Position annotation records
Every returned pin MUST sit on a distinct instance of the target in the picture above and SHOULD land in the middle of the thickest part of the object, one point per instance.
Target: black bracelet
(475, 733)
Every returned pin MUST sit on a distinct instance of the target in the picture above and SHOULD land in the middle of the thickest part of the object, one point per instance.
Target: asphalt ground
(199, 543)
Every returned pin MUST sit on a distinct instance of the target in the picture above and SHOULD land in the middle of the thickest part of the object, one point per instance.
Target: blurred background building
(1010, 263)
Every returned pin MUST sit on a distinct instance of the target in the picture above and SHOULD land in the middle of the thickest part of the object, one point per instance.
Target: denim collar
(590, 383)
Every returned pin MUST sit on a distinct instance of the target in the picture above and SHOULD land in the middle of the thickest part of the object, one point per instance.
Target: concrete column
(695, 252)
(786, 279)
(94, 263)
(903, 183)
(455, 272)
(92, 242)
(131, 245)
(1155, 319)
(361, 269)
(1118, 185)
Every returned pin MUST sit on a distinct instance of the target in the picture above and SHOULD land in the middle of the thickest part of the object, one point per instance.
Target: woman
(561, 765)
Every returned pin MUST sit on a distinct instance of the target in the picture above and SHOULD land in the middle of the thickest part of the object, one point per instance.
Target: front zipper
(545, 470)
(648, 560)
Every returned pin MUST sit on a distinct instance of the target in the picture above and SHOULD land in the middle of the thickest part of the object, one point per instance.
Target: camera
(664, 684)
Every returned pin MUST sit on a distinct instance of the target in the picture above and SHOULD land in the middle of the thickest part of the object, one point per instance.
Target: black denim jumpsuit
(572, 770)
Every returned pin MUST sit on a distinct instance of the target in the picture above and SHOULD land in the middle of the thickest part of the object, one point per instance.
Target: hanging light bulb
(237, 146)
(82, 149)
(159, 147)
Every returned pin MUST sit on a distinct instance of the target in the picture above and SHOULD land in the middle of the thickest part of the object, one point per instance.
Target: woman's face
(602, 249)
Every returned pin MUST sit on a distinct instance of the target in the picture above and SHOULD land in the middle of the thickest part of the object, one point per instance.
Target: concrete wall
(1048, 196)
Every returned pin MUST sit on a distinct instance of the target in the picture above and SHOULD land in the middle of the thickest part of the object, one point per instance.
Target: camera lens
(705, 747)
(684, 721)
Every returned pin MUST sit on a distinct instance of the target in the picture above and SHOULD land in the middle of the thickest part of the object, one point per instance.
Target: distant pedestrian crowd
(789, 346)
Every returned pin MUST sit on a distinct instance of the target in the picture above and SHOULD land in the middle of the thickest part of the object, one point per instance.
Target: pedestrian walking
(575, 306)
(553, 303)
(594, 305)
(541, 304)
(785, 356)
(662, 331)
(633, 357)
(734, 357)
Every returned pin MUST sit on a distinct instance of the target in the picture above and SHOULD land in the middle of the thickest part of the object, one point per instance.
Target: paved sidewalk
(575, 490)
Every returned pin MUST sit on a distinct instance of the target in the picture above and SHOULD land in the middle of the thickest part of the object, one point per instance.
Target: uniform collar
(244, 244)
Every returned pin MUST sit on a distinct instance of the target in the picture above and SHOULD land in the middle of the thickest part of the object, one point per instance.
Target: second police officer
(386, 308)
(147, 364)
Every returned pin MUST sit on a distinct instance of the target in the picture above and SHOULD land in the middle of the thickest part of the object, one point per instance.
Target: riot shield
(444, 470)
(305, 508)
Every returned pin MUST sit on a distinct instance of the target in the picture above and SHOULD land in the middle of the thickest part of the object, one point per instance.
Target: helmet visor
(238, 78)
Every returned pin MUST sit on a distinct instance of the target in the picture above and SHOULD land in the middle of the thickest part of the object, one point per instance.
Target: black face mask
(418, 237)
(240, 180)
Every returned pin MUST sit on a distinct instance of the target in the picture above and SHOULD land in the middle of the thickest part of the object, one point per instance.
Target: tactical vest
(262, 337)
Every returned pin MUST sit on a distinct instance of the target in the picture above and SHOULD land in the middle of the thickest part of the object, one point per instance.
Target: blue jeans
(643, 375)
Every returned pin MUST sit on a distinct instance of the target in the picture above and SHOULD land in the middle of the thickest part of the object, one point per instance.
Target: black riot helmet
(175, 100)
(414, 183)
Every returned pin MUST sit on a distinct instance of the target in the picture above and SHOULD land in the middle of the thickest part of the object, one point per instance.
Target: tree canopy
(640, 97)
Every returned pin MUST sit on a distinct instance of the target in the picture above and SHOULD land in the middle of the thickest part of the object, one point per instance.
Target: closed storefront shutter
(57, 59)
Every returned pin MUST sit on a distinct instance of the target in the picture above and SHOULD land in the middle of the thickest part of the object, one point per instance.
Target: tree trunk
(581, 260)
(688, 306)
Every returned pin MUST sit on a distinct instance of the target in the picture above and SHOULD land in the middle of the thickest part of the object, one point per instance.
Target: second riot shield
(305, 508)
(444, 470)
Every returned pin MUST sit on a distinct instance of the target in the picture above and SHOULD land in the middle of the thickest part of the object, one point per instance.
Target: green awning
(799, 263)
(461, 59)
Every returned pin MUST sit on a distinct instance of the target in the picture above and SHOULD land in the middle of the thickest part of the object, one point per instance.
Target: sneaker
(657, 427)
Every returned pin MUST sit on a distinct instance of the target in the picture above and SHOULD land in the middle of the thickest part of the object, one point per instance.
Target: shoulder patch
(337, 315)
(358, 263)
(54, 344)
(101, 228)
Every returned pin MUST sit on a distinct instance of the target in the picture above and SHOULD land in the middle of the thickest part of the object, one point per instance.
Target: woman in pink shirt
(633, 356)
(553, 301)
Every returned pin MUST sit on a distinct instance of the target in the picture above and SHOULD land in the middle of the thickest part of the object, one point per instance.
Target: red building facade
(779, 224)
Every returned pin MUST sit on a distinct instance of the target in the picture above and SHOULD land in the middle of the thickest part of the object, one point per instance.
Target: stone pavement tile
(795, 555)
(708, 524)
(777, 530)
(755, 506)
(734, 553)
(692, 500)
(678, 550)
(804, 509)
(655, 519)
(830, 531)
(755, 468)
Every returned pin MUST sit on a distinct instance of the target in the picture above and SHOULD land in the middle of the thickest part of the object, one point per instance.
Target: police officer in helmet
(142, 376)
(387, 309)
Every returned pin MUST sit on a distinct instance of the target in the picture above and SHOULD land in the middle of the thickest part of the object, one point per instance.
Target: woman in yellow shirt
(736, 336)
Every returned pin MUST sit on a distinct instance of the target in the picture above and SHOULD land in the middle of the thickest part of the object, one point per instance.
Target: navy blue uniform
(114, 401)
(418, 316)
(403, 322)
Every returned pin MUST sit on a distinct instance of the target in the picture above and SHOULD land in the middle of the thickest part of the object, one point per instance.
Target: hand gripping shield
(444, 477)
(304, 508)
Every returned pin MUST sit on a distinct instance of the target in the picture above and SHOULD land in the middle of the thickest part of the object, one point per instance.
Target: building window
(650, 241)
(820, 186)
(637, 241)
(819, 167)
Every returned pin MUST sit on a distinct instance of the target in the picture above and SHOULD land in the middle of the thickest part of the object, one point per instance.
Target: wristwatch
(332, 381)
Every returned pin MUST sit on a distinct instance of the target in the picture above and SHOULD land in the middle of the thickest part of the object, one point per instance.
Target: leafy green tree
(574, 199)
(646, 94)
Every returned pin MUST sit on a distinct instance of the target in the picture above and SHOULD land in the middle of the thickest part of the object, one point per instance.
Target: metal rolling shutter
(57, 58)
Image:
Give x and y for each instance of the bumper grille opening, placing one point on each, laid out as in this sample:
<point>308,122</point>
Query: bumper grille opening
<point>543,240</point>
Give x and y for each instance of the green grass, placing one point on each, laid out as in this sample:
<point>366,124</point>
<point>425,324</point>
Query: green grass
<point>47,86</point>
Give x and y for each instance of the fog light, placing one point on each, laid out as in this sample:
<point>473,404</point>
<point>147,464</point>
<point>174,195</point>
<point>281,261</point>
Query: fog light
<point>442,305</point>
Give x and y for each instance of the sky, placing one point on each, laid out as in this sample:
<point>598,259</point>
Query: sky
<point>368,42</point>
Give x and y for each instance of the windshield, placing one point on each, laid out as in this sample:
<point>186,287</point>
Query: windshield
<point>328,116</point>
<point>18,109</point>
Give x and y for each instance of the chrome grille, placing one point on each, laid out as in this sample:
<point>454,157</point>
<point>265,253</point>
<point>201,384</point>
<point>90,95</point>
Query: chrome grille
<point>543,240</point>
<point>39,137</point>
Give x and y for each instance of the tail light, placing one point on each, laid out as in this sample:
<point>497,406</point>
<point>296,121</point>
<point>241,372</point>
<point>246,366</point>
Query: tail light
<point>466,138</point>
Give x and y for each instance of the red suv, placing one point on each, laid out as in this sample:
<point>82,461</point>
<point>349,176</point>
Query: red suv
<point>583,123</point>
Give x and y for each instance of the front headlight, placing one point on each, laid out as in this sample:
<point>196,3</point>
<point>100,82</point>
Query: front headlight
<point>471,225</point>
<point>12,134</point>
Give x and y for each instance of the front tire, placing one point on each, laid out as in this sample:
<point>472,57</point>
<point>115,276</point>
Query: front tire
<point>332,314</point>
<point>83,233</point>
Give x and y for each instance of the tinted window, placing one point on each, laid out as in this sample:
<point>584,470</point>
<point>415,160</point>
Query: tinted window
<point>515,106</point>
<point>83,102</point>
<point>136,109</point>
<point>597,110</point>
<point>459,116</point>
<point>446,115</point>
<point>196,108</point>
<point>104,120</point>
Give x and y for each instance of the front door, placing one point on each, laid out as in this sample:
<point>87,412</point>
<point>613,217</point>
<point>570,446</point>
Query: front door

GIVEN PROBLEM
Copy out the lines of the material verbatim, beginning with the line containing "Give x and y for each instance of the windshield, placing" and continuing through the line containing "<point>39,137</point>", including both.

EXERCISE OUTPUT
Give x and y for each instance of the windshield, placing one point on each, laid out as in this sample:
<point>186,287</point>
Query: windshield
<point>328,116</point>
<point>18,109</point>
Give x and y for each instance of the chrome grille, placing one point on each, laid out as in this sample:
<point>454,157</point>
<point>265,253</point>
<point>201,384</point>
<point>90,95</point>
Query: chrome grille
<point>543,240</point>
<point>39,137</point>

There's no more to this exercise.